→ **Given data**
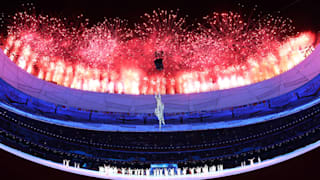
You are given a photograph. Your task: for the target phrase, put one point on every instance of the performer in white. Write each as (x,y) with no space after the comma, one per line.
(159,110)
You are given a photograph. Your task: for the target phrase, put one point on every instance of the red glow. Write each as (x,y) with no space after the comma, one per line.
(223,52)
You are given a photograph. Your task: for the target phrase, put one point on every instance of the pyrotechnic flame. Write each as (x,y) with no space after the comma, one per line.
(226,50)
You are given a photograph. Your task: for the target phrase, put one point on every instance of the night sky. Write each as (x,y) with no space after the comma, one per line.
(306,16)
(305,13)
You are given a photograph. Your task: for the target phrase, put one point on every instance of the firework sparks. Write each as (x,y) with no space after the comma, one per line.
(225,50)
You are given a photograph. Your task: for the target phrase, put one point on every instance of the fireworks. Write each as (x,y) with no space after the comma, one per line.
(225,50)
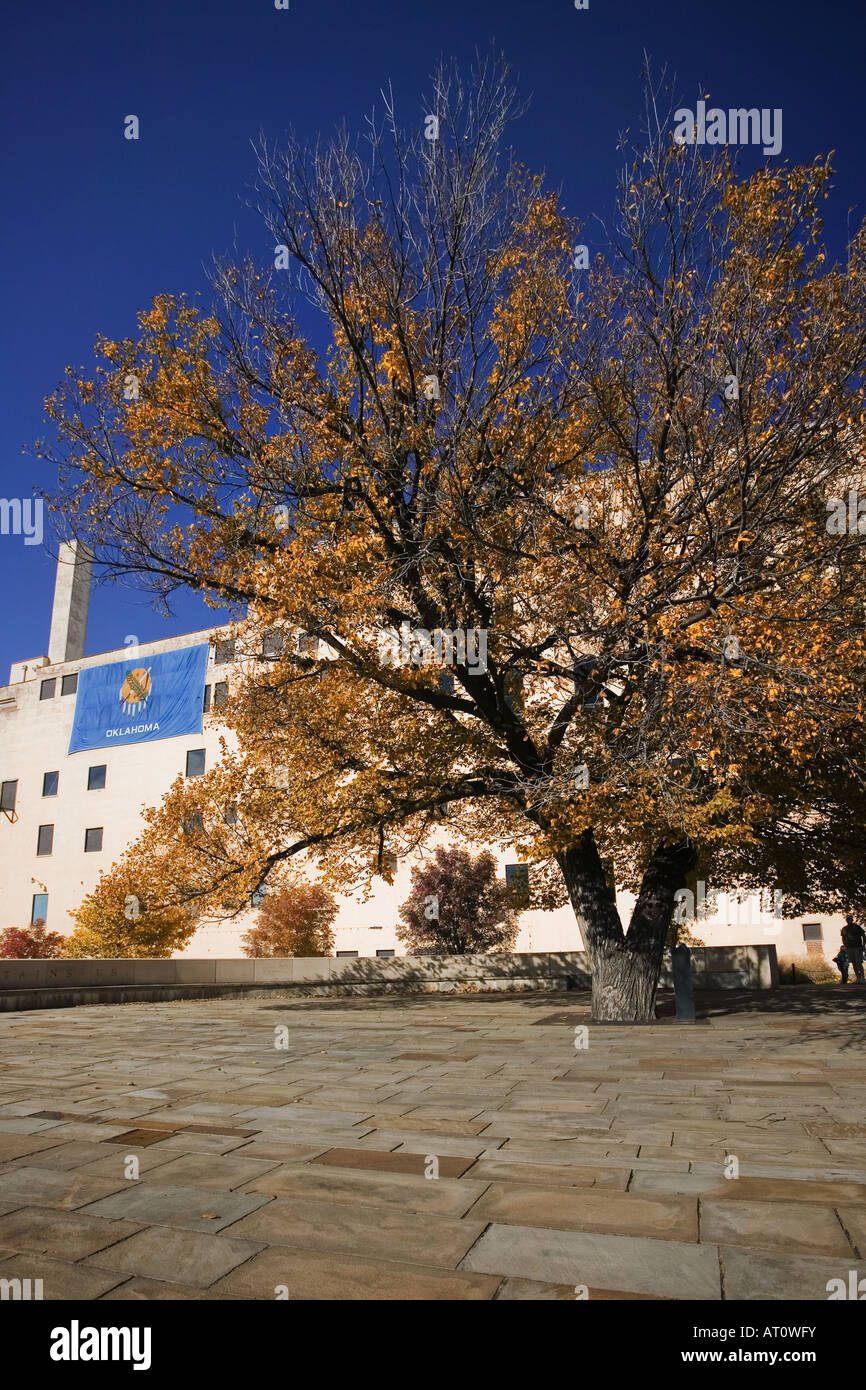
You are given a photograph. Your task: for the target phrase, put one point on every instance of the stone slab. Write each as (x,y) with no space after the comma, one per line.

→ **Problem to solve**
Can you output all the lines above as a Markdown table with the columns Row and Text, numbering each row and skipping any blank lines? Leave the pictures out of your answer.

→ **Task answer**
| Row | Text |
|---|---|
| 1 | You are given a photograph. Your task: for the target phrase, put one point on every instance of the performer in white. Write each as (x,y) with no space after the comma, one per line. |
| 2 | (159,110) |
| 3 | You are given a photograph. Your task: for the target phrase, put one point on every instance of the red glow. Write each as (x,y) with no space after the comma, one per line. |
| 4 | (223,52) |
| 5 | You are given a photograph. Your task: for the target phrase, put one point on every instance of the pyrotechnic flame. Write each as (x,y) with no space after the comma, one per line. |
| 6 | (226,50) |
| 7 | You are given a photograph. Your task: for the target phrase, put one point on every instance of the night sky. Write each as (x,y) with no space after the comma, one per line. |
| 8 | (306,16) |
| 9 | (305,13) |
| 10 | You are given a photograph. Your task: for the target phrase, put one point on every instance of the firework sparks. Write each as (x,y) with no space after the comma, one per line. |
| 11 | (225,50) |
| 12 | You are given a photograph. Your task: for the target phrase, put one point on every instance of the fireworks. Write each as (x,y) with no space after the comma, one per line. |
| 13 | (225,50) |
| 14 | You are given a photograph. Your task: for the target phrase, put one point on every instance of the stone slab. Write each as (x,y) with no space after the comma, one per line. |